[What the task requires] Would you transcribe each entry exactly as it stands, omitting the pictures?

START Task material

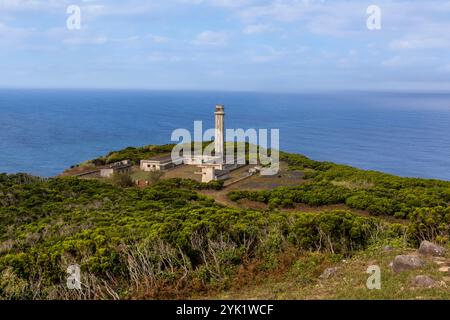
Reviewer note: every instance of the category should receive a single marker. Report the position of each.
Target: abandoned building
(211, 167)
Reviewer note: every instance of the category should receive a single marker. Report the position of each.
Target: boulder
(424, 282)
(428, 248)
(407, 262)
(328, 273)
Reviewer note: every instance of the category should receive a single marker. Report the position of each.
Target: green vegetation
(135, 155)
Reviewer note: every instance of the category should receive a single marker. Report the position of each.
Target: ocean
(42, 132)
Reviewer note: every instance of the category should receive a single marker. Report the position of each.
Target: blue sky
(255, 45)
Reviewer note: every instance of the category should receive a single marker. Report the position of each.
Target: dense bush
(375, 192)
(164, 235)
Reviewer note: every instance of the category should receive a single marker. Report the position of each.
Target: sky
(229, 45)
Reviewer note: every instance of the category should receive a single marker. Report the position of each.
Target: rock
(428, 248)
(407, 262)
(424, 282)
(329, 272)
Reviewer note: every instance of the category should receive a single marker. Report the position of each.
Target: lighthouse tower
(219, 142)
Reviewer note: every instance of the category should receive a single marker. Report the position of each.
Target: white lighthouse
(219, 142)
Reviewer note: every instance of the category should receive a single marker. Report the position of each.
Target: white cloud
(257, 28)
(211, 38)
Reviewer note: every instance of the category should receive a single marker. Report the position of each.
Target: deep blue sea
(45, 131)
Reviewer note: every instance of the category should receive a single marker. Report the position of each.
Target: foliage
(376, 192)
(108, 230)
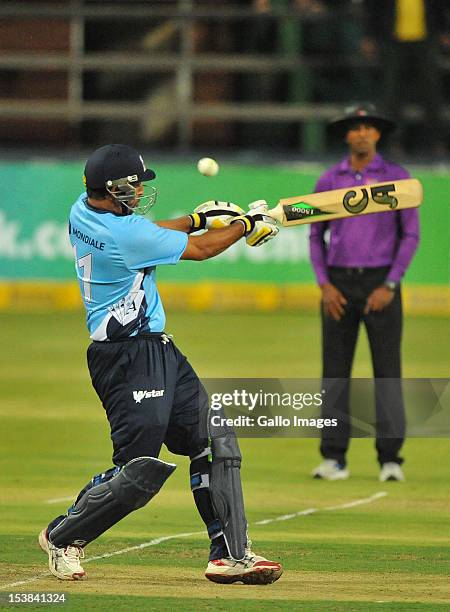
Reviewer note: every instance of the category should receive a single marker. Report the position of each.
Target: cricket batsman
(150, 392)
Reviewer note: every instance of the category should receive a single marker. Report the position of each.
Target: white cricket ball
(207, 166)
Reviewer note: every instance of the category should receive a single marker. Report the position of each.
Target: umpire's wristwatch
(391, 285)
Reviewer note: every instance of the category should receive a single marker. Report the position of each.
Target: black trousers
(151, 396)
(384, 331)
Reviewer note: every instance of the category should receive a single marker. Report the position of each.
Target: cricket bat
(349, 202)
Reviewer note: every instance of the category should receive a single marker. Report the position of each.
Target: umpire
(359, 267)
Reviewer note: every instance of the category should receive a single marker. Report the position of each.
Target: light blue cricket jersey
(115, 260)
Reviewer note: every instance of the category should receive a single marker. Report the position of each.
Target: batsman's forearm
(182, 224)
(213, 242)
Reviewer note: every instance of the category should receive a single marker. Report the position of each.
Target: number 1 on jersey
(85, 263)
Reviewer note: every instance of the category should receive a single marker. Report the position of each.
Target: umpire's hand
(378, 299)
(333, 301)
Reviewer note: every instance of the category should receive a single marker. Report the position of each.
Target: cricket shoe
(330, 469)
(252, 569)
(64, 563)
(391, 471)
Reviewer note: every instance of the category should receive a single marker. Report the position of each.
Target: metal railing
(182, 66)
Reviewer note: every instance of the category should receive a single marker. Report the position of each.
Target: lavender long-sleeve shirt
(368, 241)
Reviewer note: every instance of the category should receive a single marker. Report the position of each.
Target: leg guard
(200, 472)
(226, 492)
(102, 506)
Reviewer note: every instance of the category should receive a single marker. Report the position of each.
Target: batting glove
(214, 215)
(259, 227)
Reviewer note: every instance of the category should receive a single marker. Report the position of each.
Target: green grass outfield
(390, 554)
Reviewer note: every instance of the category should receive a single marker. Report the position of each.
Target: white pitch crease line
(286, 517)
(156, 541)
(60, 499)
(144, 545)
(358, 502)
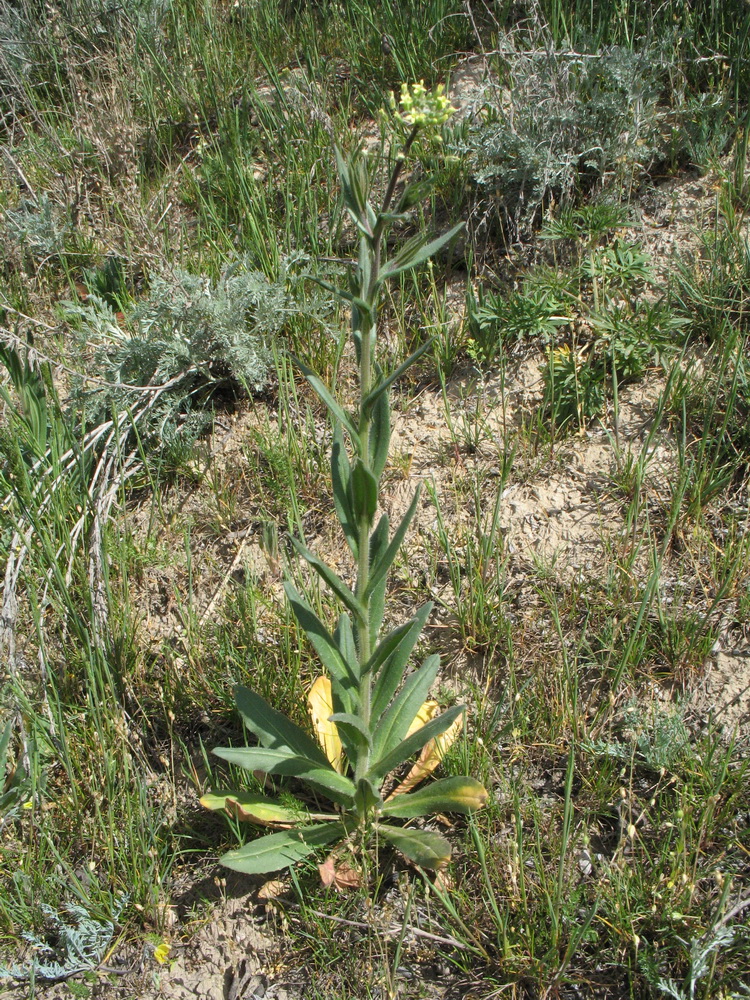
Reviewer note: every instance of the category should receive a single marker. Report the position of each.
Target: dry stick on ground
(391, 931)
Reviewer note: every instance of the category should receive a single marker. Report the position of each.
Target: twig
(222, 586)
(418, 932)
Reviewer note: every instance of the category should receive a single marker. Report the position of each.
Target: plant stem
(370, 246)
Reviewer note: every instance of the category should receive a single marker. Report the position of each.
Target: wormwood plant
(370, 720)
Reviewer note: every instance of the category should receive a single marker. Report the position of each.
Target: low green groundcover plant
(370, 719)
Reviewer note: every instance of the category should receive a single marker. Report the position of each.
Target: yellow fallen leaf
(161, 952)
(320, 703)
(432, 752)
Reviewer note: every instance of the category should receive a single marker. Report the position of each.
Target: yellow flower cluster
(419, 106)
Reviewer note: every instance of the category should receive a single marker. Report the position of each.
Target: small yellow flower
(419, 106)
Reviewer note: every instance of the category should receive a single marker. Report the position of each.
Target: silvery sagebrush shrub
(370, 714)
(565, 120)
(189, 341)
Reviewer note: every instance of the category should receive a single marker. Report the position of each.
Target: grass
(141, 566)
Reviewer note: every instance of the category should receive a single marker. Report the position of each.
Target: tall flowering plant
(369, 711)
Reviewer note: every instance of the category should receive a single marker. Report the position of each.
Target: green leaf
(367, 797)
(336, 786)
(463, 795)
(414, 743)
(378, 545)
(380, 434)
(379, 570)
(322, 390)
(344, 638)
(368, 403)
(353, 728)
(395, 724)
(394, 665)
(364, 492)
(342, 669)
(281, 850)
(273, 729)
(423, 847)
(341, 474)
(358, 303)
(415, 252)
(392, 642)
(333, 580)
(252, 808)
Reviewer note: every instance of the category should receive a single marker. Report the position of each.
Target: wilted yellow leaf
(161, 952)
(339, 875)
(320, 703)
(432, 752)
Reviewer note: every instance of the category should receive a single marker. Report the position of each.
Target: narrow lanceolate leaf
(333, 580)
(388, 646)
(341, 473)
(273, 729)
(364, 492)
(320, 703)
(423, 847)
(462, 795)
(258, 809)
(322, 390)
(379, 569)
(432, 753)
(339, 665)
(321, 777)
(380, 434)
(368, 403)
(395, 724)
(415, 252)
(413, 743)
(281, 850)
(392, 669)
(344, 639)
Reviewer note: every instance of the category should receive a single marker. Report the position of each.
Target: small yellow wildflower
(418, 106)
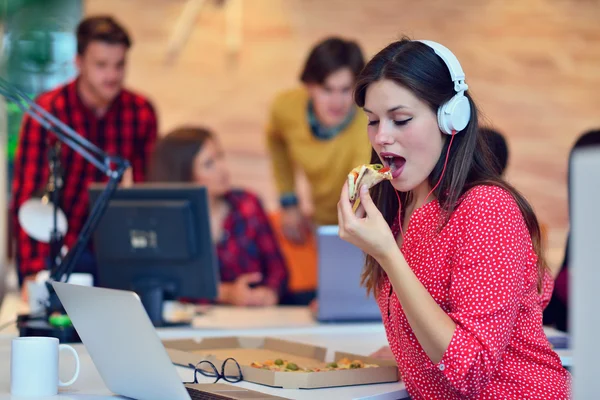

END Task material

[Solution for this problem]
Reviewer note: every instance of the category should receive a single marker. Report the position of each.
Target: abandoned building
(211, 167)
Reviewer note: every instance of the category should receive a single marker. Report the position of each.
Target: boulder
(424, 282)
(428, 248)
(407, 262)
(328, 273)
Reviewer note: every instance of the category should receive a single marker. Report the position of each.
Target: green vegetation
(135, 155)
Reviewer note: every instance of the category should receive a single marker. Report the position of each.
Target: ocean
(42, 132)
Reviewer note: every instance of the category should receive a single marker. Report the position of each.
Target: blue sky
(255, 45)
Reviewer note: every instance of the category should receive a single marker. Report the position of each.
Target: dense bush
(375, 192)
(164, 235)
Reviewer note: every instance of the category should receive a single marker. Report the position of each.
Target: sky
(229, 45)
Reviewer note: every instance of the category should receive a single marker. Report the position of each.
Target: rock
(428, 248)
(407, 262)
(424, 282)
(329, 272)
Reviewer note: every instance of the category should receive a single marker. Report the position of each.
Target: lighthouse tower
(219, 142)
Reviewer note: every instance of the category should receive a single marker. Report the position of each.
Target: white lighthouse
(219, 142)
Reviewer note: every instance of the category should receive a single marker. Report the position of each.
Target: white cloud
(257, 28)
(211, 38)
Reviewer note: every instance of the category should receive a single marker. Report the position of each.
Target: deep blue sea
(45, 131)
Reviewer note: every instance of the category should receive a single marker. Report the position of each.
Target: foliage
(376, 192)
(108, 230)
Reviewer note: every instance of the category should receive a single marker. Report the position of each.
Target: cricket batsman
(150, 392)
Reviewer note: every instance of the category should receive a single marker. Report the position of each.
Target: white cricket ball
(207, 166)
Reviewer note: every instance of the category should receive a single marker. Report the position of each.
Target: umpire's wristwatch
(391, 285)
Reviewer note: every instance of the category should receive a single marker. Report the position of each.
Target: black trousers
(151, 396)
(384, 331)
Reviewer note: every instance of the category should receive a single marker. Report the position of each.
Target: cricket bat
(349, 202)
Reviewer note: every instance of the category should receive a single marker. Report the position of each.
Target: umpire
(359, 267)
Reviewer note: every instance of the category should receive a single marker. Report the position of each.
Target: light blue cricket jersey
(115, 260)
Reviewer note: every instance of the category should receive a single marker. Report the position of each.
Target: batsman's forearm
(182, 224)
(213, 242)
Reviewer note: every instance of the category should receive a single marker. Report the position of each.
Target: number 1 on jersey
(85, 263)
Reviewer note: every instance of the category should receive a single marker. Report the position of each.
Target: umpire's hand
(378, 299)
(333, 301)
Reviewer note: every instance of the category should receive a single marker. Report the position of each.
Target: cricket shoe
(330, 469)
(252, 569)
(64, 563)
(391, 471)
Reviewer note: every instance of the category should receive a single marker. Report the position of each.
Target: metal railing
(182, 66)
Reviewer note: every instance of the category should receive a single marker. Report the position of each.
Target: lavender long-sleeve shirt
(368, 241)
Reviewer note: every instance of the category should receive a single marker. Report the position of each.
Target: leg guard
(200, 472)
(226, 492)
(102, 506)
Reviewer note: every instance of the category should receive a single marker. Report the position of each.
Target: batting glove
(214, 215)
(259, 227)
Reviewer note: every instance of the category should receive a single marker. Report the position of each.
Target: green grass outfield
(390, 554)
Reviewer note: every instance of the category should receive a single marker. Report the position of each.
Target: white pitch crease line
(286, 517)
(156, 541)
(60, 499)
(144, 545)
(358, 502)
Reviewer note: every instance of the category should receive a single marker. Report the position of each.
Target: dry stick on ground
(391, 931)
Reviewer note: every instance of the category should receive a single marker. Report the position of each.
Target: twig
(222, 586)
(418, 932)
Reviewer note: every instance of the category should receive a single marker. Report the position of each.
Target: plant stem
(370, 246)
Reviewer note: every instance of the category should receive a single marker. Report the position of each.
Target: wormwood plant
(370, 720)
Reviewer note: every instance of the category should receive a single marker. Report the position of each.
Target: low green groundcover plant
(370, 719)
Reviewer note: every instance of the category should receive a single marker. Report the position of each.
Target: yellow fallen leaf
(161, 952)
(320, 703)
(432, 752)
Reviewer note: every instance of the category should receive a single marker. Report the position of each.
Target: yellow flower cluster
(419, 106)
Reviewer note: every instance of the category should receive a single marker. Report the position of each.
Target: small yellow flower
(419, 106)
Reviewer note: every instance of the category should receive a single marker. Report the position of each.
Target: silvery sagebrush shrub
(370, 714)
(565, 120)
(189, 341)
Reviewer note: every instance of the category should receive a single marker. Report the position of each.
Target: grass
(141, 566)
Reviewer note: every instance of the category should receive a single marker. Report the position of each.
Target: tall flowering plant
(369, 711)
Reviewer note: every instance of the category should receive a single marker. Report the position of each.
Target: green leaf
(367, 797)
(336, 786)
(463, 795)
(414, 743)
(378, 545)
(380, 434)
(379, 570)
(322, 390)
(344, 638)
(368, 403)
(353, 728)
(395, 724)
(394, 665)
(364, 492)
(342, 669)
(281, 850)
(273, 729)
(423, 847)
(341, 474)
(358, 303)
(415, 252)
(392, 642)
(333, 580)
(252, 808)
Reviewer note: every instance of the category should receive a single marker. Report the position of each.
Target: wilted yellow leaf
(161, 952)
(339, 875)
(320, 703)
(432, 752)
Reviewer note: every instance of the category should receive a single marker. Report the position of each.
Target: narrow lanceolate leaf
(333, 580)
(388, 646)
(341, 473)
(273, 729)
(364, 492)
(320, 703)
(423, 847)
(462, 795)
(258, 809)
(322, 390)
(379, 569)
(432, 753)
(339, 665)
(321, 777)
(380, 434)
(368, 403)
(395, 724)
(415, 252)
(413, 743)
(281, 850)
(392, 669)
(344, 639)
Reviewer note: every instance of the category should receive a single marker. Report the position of each.
Target: small yellow wildflower
(418, 106)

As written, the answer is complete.